Vietnam Veterans Memorial

Visualize the End Result

If a man knows not which port he sails, no wind is favorable.

— Seneca

While studying in Copenhagen during her junior term at Yale, Maya Lin lived near an area where a large cemetery, Assistens Kirkegård, was also used as a public park. Walking to and from class, she observed how death and remembrance were integrated into the daily life of the Danes, not hidden off to the side like the cemeteries she knew from her hometown in Ohio.

When she returned to Yale, she approached her architecture professor with an idea for a senior seminar to study how mortality is expressed in the structures we build for the dead. As the undergraduates immersed themselves in the study of memorial architecture, someone came across a flyer for a competition to enter the design contest for the Vietnam Veterans Memorial. Lin and her peers decided that was the perfect opportunity for their final project.

The Memorial

In the fall of 1980, Lin started working on her idea. She and her classmates visited Washington, D.C., during Thanksgiving break to look at the site. Standing on the lawn at Constitution Gardens, she started to visualize how the memorial would look within the landscape. She imagined cutting into the earth and polishing the names of the fallen and missing soldiers on its dark surface. And she contemplated the feelings she was trying to evoke in her work: to focus on the fallen and create a beautiful space within the landscape for the living and the dead to meet in as personal and evocative a way as possible. It was all about subtlety, not spectacle.

As she worked through the details, she would use two polished black granite walls that stretched out and descended gradually toward an apex, 10 feet below grade, where they converged at a V, acting as bookends to the war. From above, the walls would look like the earth had opened up. Visitors would descend into the memorial, passing the names of over 57,000 dead or missing veterans before returning to ground level. The names would be listed chronologically in order to capture the timeline of the war, allowing veterans and their families to revisit the time they served and find everyone they knew within a few panels, forging a deeper connection to their experience of the war.

Lin sent through her final submission in the spring of 1981, a soft pastel sketch with an essay explaining her concept in detail and how the experience would feel. There were over 1,400 submissions, including one from her professor and many other from professional architects. On the last day of class, Lin received a call from the Vietnam Veterans Memorial Fund, requesting to visit New Haven to ask her a few questions. Three officers arrived to meet Lin in her dorm room and delivered the news—she had won.

To be done:
a) According to the Vietnam Veterans Memorial passage, how many submissions did the design competition receive?
b) Carry the Vietnam Veterans Memorial passage forward from its last sentence.
The listing after this point is separate material, unrelated to the Vietnam Veterans Memorial passage.

Extracted entries:
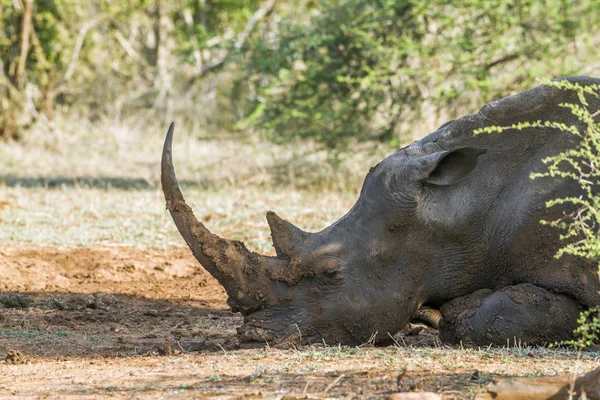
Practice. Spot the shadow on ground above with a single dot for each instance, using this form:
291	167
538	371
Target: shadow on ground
58	325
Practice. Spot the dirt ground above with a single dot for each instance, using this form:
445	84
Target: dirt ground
130	323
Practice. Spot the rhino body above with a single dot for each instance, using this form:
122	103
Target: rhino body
450	222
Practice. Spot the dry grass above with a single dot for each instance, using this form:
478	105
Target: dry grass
75	216
79	150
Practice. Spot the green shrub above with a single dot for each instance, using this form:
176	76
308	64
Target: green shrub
581	164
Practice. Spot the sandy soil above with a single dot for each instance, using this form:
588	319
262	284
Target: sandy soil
126	322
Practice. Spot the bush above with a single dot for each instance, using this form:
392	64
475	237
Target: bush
579	228
358	69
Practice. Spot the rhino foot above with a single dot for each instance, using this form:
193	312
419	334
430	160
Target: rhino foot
520	314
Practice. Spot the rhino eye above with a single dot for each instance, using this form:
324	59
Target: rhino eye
331	274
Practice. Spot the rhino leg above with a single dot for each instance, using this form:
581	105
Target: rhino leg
520	314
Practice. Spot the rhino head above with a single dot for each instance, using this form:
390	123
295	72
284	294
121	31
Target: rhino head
360	279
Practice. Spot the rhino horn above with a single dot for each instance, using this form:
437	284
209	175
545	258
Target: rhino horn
246	276
286	237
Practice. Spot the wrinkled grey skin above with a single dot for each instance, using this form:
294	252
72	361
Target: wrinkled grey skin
451	221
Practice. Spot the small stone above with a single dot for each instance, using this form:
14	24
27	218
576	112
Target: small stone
15	357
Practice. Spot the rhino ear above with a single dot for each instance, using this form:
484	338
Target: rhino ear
446	167
286	237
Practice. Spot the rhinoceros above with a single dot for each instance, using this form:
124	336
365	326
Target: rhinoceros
451	221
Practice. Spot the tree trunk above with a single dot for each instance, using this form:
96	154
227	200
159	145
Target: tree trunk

Answers:
a) Over 1,400.

b)
Standing her ground

After graduation, Lin moved to D.C. to oversee construction. By this point, word was out, and outrage was spreading over her and her design. How could a 21-year-old Asian-American woman who had just graduated from college without any experience of the war herself possibly design a proper memorial for the Vietnam veterans?

During meetings and press conferences, she faced a backlash for her Asian heritage and designing a memorial for a war fought in Southeast Asia. She received hate mail, personal insults, and racial slurs. People called her design “a black scare of shame,” an “open urinal,” and “something for New York intellectuals.” Critics wanted to make the memorial a white stone, move it above ground, and plant a flagpole or towering statue at its apex, rendering the walls as nothing more than a backdrop.

Lin faced these confrontations with admirable courage. She stood her ground and fought for the design she believed in. She had thought through the design decisions of the memorial in detail and how each contributed to the overall experience she was working to create.

In the end, Lin’s vision for the memorial was preserved, except for a bronze sculpture featuring three soldiers and an American flag added near the entrance. This addition was made without her input, and she didn’t learn about the compromise until she saw it on the news. Frederick Hart, the sculptor of the bronze monument, was paid more than $300,000 for his work, compared to Lin’s $20,000 prize money. At the dedication ceremony, Maya Lin’s name wasn’t mentioned once.

But time would be on her side. She had fought for a design she believed in, visualized what she was working to bring to life, and realized that vision. Within a year, people were clamoring for interviews with her. They finally understood her vision for the memorial because they could experience it themselves.

The Vietnam Veterans Memorial became a sacred place. Today it’s one of the most famous monuments in the world, with over five million visitors each year.

So, what are you working toward?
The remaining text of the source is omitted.